Information supplied:
** start **

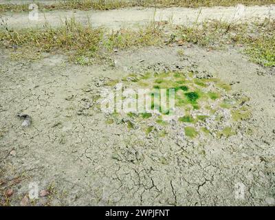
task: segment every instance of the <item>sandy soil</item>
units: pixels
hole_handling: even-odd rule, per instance
[[[154,15],[155,14],[155,15]],[[275,6],[244,7],[239,10],[236,7],[214,7],[196,8],[160,8],[154,13],[153,8],[129,8],[110,11],[53,11],[40,12],[38,21],[29,20],[28,13],[6,13],[3,18],[10,28],[43,28],[45,22],[58,26],[65,18],[74,17],[80,23],[89,22],[94,27],[119,29],[123,27],[137,28],[149,21],[168,21],[174,24],[189,25],[194,22],[218,19],[236,22],[255,18],[275,17]]]
[[[253,8],[263,16],[270,11],[247,8]],[[205,9],[205,14],[218,9]],[[225,10],[232,15],[232,8]],[[195,10],[160,11],[167,12],[166,18],[172,12],[179,18],[189,11],[192,21],[190,12]],[[128,18],[127,25],[139,23],[151,12],[91,14],[95,25],[118,28],[124,19]],[[56,19],[52,12],[46,14]],[[24,23],[25,16],[12,15],[10,25],[31,24]],[[0,186],[13,188],[10,204],[275,206],[275,69],[251,63],[236,49],[208,51],[190,45],[180,47],[182,57],[179,48],[118,51],[114,66],[76,65],[55,54],[44,54],[36,61],[16,61],[1,49]],[[245,104],[252,118],[236,124],[236,135],[220,139],[201,135],[188,139],[184,125],[173,122],[163,138],[146,135],[138,126],[129,129],[122,122],[106,123],[106,115],[96,110],[95,102],[106,82],[148,69],[212,74],[232,85],[230,94],[250,98]],[[19,113],[31,116],[30,126],[21,126]],[[50,195],[27,202],[23,198],[32,183]],[[238,186],[243,197],[236,195]]]

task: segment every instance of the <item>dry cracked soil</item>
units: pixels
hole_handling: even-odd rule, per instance
[[[9,204],[274,206],[274,67],[253,63],[234,48],[184,45],[183,58],[178,47],[119,50],[112,66],[81,66],[53,53],[34,62],[13,60],[1,50],[0,186],[6,195],[12,188]],[[165,126],[127,116],[107,122],[110,116],[98,111],[100,91],[148,70],[213,76],[231,85],[226,96],[249,97],[241,104],[251,116],[234,125],[214,122],[212,131],[236,129],[219,138],[211,131],[190,138],[188,123],[175,120]],[[32,117],[30,126],[22,126],[21,113]],[[155,129],[144,132],[146,126]],[[34,184],[40,195],[30,199]]]

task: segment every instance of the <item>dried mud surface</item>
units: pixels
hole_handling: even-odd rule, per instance
[[[274,69],[235,50],[191,45],[184,47],[184,58],[177,50],[119,51],[114,67],[76,65],[52,54],[15,61],[2,50],[0,186],[13,188],[10,204],[275,205]],[[108,124],[94,109],[108,80],[184,68],[210,73],[232,85],[230,94],[250,97],[252,117],[240,122],[236,134],[190,139],[172,123],[164,137],[146,135],[138,126]],[[22,127],[19,113],[31,116],[30,127]],[[32,182],[50,195],[22,203]],[[239,183],[243,199],[235,197]]]

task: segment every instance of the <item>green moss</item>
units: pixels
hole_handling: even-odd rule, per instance
[[[221,97],[221,95],[217,92],[209,91],[207,94],[208,95],[209,98],[213,100],[215,100]]]
[[[159,136],[160,138],[164,138],[167,135],[167,132],[165,131],[161,131],[159,132]]]
[[[208,116],[197,116],[197,118],[198,120],[204,121],[204,121],[206,120],[206,118],[209,118]]]
[[[186,123],[195,123],[195,120],[190,116],[185,116],[184,117],[179,118],[179,121]]]
[[[184,128],[184,131],[185,131],[185,135],[187,137],[189,137],[189,138],[194,138],[197,137],[197,135],[198,135],[198,133],[197,132],[195,129],[192,127],[192,126],[186,126],[186,127],[185,127]]]
[[[135,118],[135,117],[138,116],[137,114],[136,114],[135,113],[133,113],[133,112],[129,112],[129,113],[127,113],[127,116],[129,116],[129,117],[131,117],[131,118]]]
[[[177,80],[175,82],[177,84],[184,84],[185,82],[185,80]]]
[[[142,87],[147,87],[149,86],[149,84],[148,82],[144,81],[139,81],[138,85]]]
[[[144,75],[140,77],[140,79],[142,80],[148,80],[151,77],[152,74],[149,72],[146,73]]]
[[[223,109],[231,109],[232,107],[234,107],[234,100],[224,100],[220,104],[219,106],[222,107]]]
[[[237,110],[232,110],[231,114],[235,121],[248,120],[251,117],[251,113],[246,107],[243,107]]]
[[[219,82],[217,84],[217,86],[219,88],[223,89],[226,91],[229,91],[231,90],[231,86],[228,84],[225,84],[222,82]]]
[[[170,89],[174,89],[175,91],[177,91],[179,90],[182,90],[182,91],[186,91],[188,90],[188,87],[185,86],[185,85],[182,85],[182,86],[180,86],[180,87],[177,87],[175,88],[170,88]]]
[[[133,125],[133,122],[130,122],[130,121],[128,121],[128,122],[127,122],[127,127],[128,127],[128,129],[133,129],[134,125]]]
[[[148,128],[145,129],[145,133],[146,135],[148,135],[153,130],[155,130],[155,127],[153,126],[149,126]]]
[[[164,165],[167,165],[167,164],[169,164],[169,163],[168,162],[168,161],[167,161],[167,159],[165,158],[164,157],[162,157],[160,158],[160,162],[161,164],[164,164]]]
[[[199,98],[199,94],[197,92],[191,91],[185,94],[188,100],[191,102],[195,102]]]
[[[207,87],[206,84],[205,84],[203,80],[200,80],[200,79],[196,78],[196,79],[194,80],[194,82],[195,82],[195,84],[196,84],[197,85],[199,85],[200,87]]]
[[[167,122],[164,121],[163,120],[161,119],[157,119],[157,120],[155,121],[157,124],[162,125],[162,126],[165,126],[167,124]]]
[[[107,83],[107,85],[109,86],[109,87],[113,87],[114,85],[117,85],[119,82],[118,80],[110,80],[109,82],[108,82]]]
[[[145,112],[145,113],[140,113],[140,116],[142,116],[142,118],[145,119],[145,118],[149,118],[152,117],[152,113]]]
[[[113,122],[114,122],[114,120],[113,120],[113,118],[108,118],[108,119],[106,120],[106,123],[108,124],[113,124]]]
[[[201,131],[202,131],[202,132],[204,132],[205,134],[206,134],[206,135],[210,135],[210,131],[208,129],[206,129],[206,128],[205,128],[205,127],[202,127],[201,129]]]
[[[236,134],[236,132],[232,130],[232,129],[230,126],[227,126],[224,128],[222,131],[218,132],[217,137],[221,138],[221,136],[226,137],[228,138],[230,136],[234,135]]]
[[[162,83],[163,82],[164,82],[164,80],[162,78],[157,78],[155,80],[155,82],[157,83],[157,84]]]
[[[182,76],[183,76],[183,74],[182,73],[179,73],[179,72],[174,73],[175,78],[181,78]]]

** end **

Exercise goal:
The entries above should be reproduced exactly, without their pictures.

Solution:
task: segment every instance of the <item>sandy soil</item>
units: pixels
hole_handling: even-odd rule, per instance
[[[154,15],[155,14],[155,15]],[[275,6],[244,7],[239,10],[236,7],[214,7],[196,8],[160,8],[154,13],[153,8],[129,8],[110,11],[53,11],[40,12],[38,21],[29,20],[28,13],[6,13],[3,18],[10,28],[43,28],[45,22],[58,26],[65,18],[74,17],[80,23],[89,22],[94,27],[119,29],[123,27],[137,28],[149,21],[168,21],[174,24],[189,25],[194,22],[218,19],[236,22],[255,18],[275,17]]]
[[[253,8],[263,16],[270,11],[247,8]],[[205,9],[205,14],[218,9]],[[225,10],[232,15],[232,8]],[[195,10],[160,11],[167,12],[166,18],[172,12],[179,18],[189,11],[192,21],[190,12]],[[128,18],[127,25],[139,23],[151,12],[91,14],[95,25],[118,28],[124,19]],[[56,19],[52,12],[46,14]],[[24,23],[25,16],[12,15],[10,25],[31,24]],[[0,186],[13,188],[10,204],[275,206],[275,69],[251,63],[236,49],[208,51],[190,45],[180,47],[182,57],[179,48],[118,51],[114,66],[76,65],[55,54],[44,54],[36,61],[16,61],[1,49]],[[245,104],[252,118],[236,124],[236,135],[220,139],[201,135],[188,139],[184,125],[173,122],[163,138],[146,135],[138,126],[129,129],[122,122],[106,123],[106,115],[96,110],[95,102],[106,82],[148,69],[212,74],[232,85],[230,94],[250,98]],[[19,113],[31,116],[30,126],[21,126]],[[50,195],[27,202],[23,198],[32,183]],[[238,186],[243,197],[236,195]]]

task: segment every instance of the <item>dry cracked soil</item>
units: pixels
hole_handling: even-odd rule, per instance
[[[9,204],[274,206],[274,67],[253,63],[234,48],[184,45],[183,58],[178,47],[119,50],[112,66],[81,66],[53,53],[34,62],[13,60],[1,50],[0,186],[6,195],[12,188]],[[165,126],[127,116],[107,122],[110,116],[98,111],[100,91],[148,70],[213,76],[231,85],[226,96],[249,97],[241,104],[251,116],[234,125],[214,122],[212,131],[236,129],[219,138],[211,131],[190,138],[188,123],[175,120]],[[32,117],[30,126],[22,126],[21,113]],[[155,129],[144,132],[146,126]],[[34,184],[40,195],[30,199]]]

task: segment every instance of the <item>dried mud surface</item>
units: pixels
hole_handling: even-odd rule, per instance
[[[274,69],[235,50],[191,45],[184,47],[184,58],[177,50],[119,51],[114,67],[76,65],[52,54],[15,61],[2,50],[0,186],[13,188],[10,204],[275,205]],[[108,124],[94,109],[108,80],[184,68],[210,73],[232,85],[230,94],[250,97],[252,117],[240,122],[236,134],[190,139],[172,123],[164,137],[146,135],[138,126]],[[22,127],[19,113],[31,116],[30,127]],[[32,182],[50,195],[22,203]],[[239,183],[243,199],[235,197]]]

task: segment every instance of the <item>green moss</item>
units: pixels
hole_handling: even-odd rule, per instance
[[[221,97],[221,95],[217,92],[209,91],[207,94],[208,95],[209,98],[213,100],[215,100]]]
[[[159,136],[160,138],[164,138],[167,135],[167,132],[165,131],[161,131],[159,132]]]
[[[208,116],[197,116],[197,118],[198,120],[204,121],[204,121],[206,120],[206,118],[209,118]]]
[[[186,123],[195,123],[195,120],[190,116],[185,116],[184,117],[179,118],[179,121]]]
[[[184,128],[184,131],[185,131],[185,135],[187,137],[189,137],[189,138],[194,138],[197,137],[197,135],[198,135],[198,133],[197,132],[195,129],[192,127],[192,126],[186,126],[186,127],[185,127]]]
[[[135,118],[135,117],[138,116],[137,114],[136,114],[135,113],[133,113],[133,112],[129,112],[129,113],[127,113],[127,116],[129,116],[129,117],[131,117],[131,118]]]
[[[177,80],[175,82],[177,84],[184,84],[185,82],[185,80]]]
[[[142,87],[147,87],[149,86],[149,84],[148,82],[144,81],[139,81],[138,85]]]
[[[144,75],[140,77],[140,79],[142,80],[148,80],[151,77],[152,74],[149,72],[146,73]]]
[[[223,109],[231,109],[232,107],[234,107],[234,100],[224,100],[220,104],[219,106],[222,107]]]
[[[237,110],[232,110],[231,114],[235,121],[248,120],[251,117],[251,113],[246,107],[243,107]]]
[[[219,82],[217,84],[217,86],[219,88],[223,89],[226,91],[229,91],[231,90],[231,86],[228,84],[225,84],[222,82]]]
[[[170,89],[174,89],[175,91],[177,91],[179,90],[182,90],[182,91],[186,91],[188,90],[188,87],[185,86],[185,85],[182,85],[182,86],[180,86],[180,87],[177,87],[175,88],[170,88]]]
[[[133,125],[133,122],[130,122],[130,121],[128,121],[128,122],[127,122],[127,127],[128,127],[128,129],[133,129],[134,125]]]
[[[148,128],[145,129],[145,133],[146,135],[148,135],[153,130],[155,130],[155,127],[153,126],[149,126]]]
[[[164,165],[167,165],[167,164],[169,164],[169,163],[168,162],[168,161],[167,161],[167,159],[165,158],[164,157],[162,157],[160,158],[160,162],[161,164],[164,164]]]
[[[199,98],[199,94],[197,92],[191,91],[185,94],[188,100],[191,102],[195,102]]]
[[[207,87],[206,84],[205,84],[203,80],[200,80],[200,79],[196,78],[196,79],[194,80],[194,82],[195,82],[195,84],[196,84],[197,85],[199,85],[200,87]]]
[[[167,122],[164,121],[163,120],[161,119],[157,119],[157,120],[155,121],[157,124],[162,125],[162,126],[165,126],[167,124]]]
[[[107,83],[107,85],[109,86],[109,87],[113,87],[114,85],[117,85],[119,82],[118,80],[110,80],[109,82],[108,82]]]
[[[145,112],[145,113],[140,113],[140,116],[142,116],[142,118],[145,119],[145,118],[149,118],[152,117],[152,113]]]
[[[113,122],[114,122],[114,120],[113,120],[113,118],[108,118],[108,119],[106,120],[106,123],[108,124],[113,124]]]
[[[201,131],[202,131],[202,132],[204,132],[205,134],[206,134],[206,135],[210,135],[210,131],[208,129],[206,129],[206,128],[205,128],[205,127],[202,127],[201,129]]]
[[[236,134],[236,132],[232,130],[232,129],[230,126],[227,126],[224,128],[222,131],[218,132],[217,137],[221,138],[221,136],[226,137],[228,138],[230,136],[234,135]]]
[[[162,83],[163,82],[164,82],[164,80],[162,78],[157,78],[155,80],[155,82],[157,83],[157,84]]]
[[[182,76],[183,76],[183,74],[182,73],[179,73],[179,72],[174,73],[175,78],[181,78]]]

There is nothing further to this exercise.